* EXERCISE *
Using the listing below, please gather every line containing the word "horse".

- - -

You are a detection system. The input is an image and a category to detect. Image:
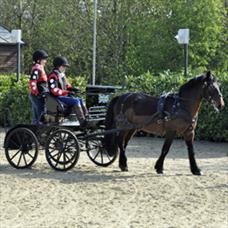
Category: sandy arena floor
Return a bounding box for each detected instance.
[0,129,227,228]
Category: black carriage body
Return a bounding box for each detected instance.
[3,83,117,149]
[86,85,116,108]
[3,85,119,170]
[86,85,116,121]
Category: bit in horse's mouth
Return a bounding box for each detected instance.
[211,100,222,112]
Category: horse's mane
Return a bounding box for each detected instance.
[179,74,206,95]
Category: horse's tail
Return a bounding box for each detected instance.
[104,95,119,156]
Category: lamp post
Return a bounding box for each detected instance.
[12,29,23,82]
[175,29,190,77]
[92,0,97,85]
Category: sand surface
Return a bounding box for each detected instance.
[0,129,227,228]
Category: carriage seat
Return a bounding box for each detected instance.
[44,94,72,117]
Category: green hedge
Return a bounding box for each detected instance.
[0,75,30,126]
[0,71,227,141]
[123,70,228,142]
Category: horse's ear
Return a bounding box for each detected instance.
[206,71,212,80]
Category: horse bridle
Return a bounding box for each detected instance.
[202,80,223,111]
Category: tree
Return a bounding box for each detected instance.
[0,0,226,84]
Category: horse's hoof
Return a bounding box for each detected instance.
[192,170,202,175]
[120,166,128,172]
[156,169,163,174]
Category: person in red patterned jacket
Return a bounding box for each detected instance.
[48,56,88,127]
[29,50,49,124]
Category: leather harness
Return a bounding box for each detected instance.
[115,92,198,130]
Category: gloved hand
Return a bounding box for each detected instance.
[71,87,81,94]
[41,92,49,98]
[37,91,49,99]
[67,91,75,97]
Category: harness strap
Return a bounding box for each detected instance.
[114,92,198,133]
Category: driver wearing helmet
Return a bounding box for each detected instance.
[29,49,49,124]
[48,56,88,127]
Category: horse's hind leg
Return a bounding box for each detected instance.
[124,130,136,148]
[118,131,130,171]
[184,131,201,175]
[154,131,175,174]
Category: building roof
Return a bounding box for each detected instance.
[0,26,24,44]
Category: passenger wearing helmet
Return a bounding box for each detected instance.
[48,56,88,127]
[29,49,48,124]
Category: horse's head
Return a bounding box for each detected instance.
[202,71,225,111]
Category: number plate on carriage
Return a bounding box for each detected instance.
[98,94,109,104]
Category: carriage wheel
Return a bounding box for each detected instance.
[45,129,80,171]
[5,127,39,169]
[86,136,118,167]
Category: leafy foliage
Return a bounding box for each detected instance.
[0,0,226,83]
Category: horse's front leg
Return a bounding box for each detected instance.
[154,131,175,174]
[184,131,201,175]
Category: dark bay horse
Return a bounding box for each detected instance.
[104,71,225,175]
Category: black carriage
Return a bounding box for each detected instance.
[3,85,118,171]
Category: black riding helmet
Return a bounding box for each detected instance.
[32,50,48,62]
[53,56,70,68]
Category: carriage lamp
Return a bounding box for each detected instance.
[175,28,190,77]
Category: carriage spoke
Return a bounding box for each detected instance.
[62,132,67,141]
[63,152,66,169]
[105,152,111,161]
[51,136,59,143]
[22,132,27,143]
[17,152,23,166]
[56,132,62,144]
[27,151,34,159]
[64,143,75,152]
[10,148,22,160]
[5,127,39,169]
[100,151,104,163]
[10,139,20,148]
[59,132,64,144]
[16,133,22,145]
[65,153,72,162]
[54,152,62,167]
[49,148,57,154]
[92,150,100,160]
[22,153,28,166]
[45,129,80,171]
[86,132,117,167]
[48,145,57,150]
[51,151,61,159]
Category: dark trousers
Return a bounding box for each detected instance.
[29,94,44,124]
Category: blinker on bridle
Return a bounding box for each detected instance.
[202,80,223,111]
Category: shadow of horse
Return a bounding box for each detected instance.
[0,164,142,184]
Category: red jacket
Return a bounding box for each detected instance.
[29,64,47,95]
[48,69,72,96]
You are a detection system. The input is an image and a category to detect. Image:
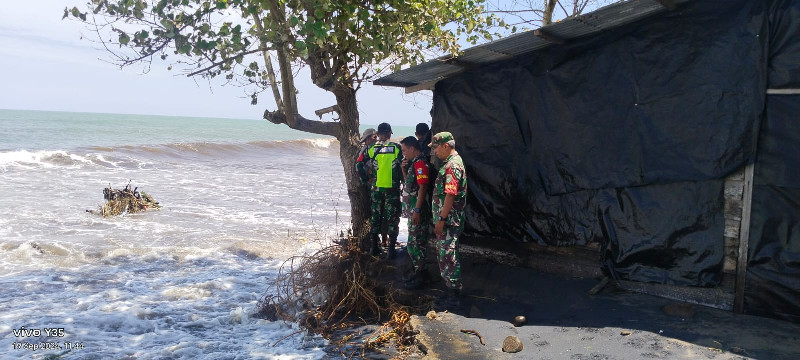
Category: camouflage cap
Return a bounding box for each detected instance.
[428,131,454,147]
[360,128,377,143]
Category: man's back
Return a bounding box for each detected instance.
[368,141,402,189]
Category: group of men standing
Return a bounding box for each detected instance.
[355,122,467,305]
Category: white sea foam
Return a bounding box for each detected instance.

- - -

* EXERCISE RESPONSE *
Category: bit in horse's mouth
Category: horse's mane
Category: horse's tail
Category: horse's ear
Category: horse bridle
Category: horse's hoof
Category: horse's hind leg
Category: horse's head
Category: horse's front leg
Category: dark bay horse
Category: shadow of horse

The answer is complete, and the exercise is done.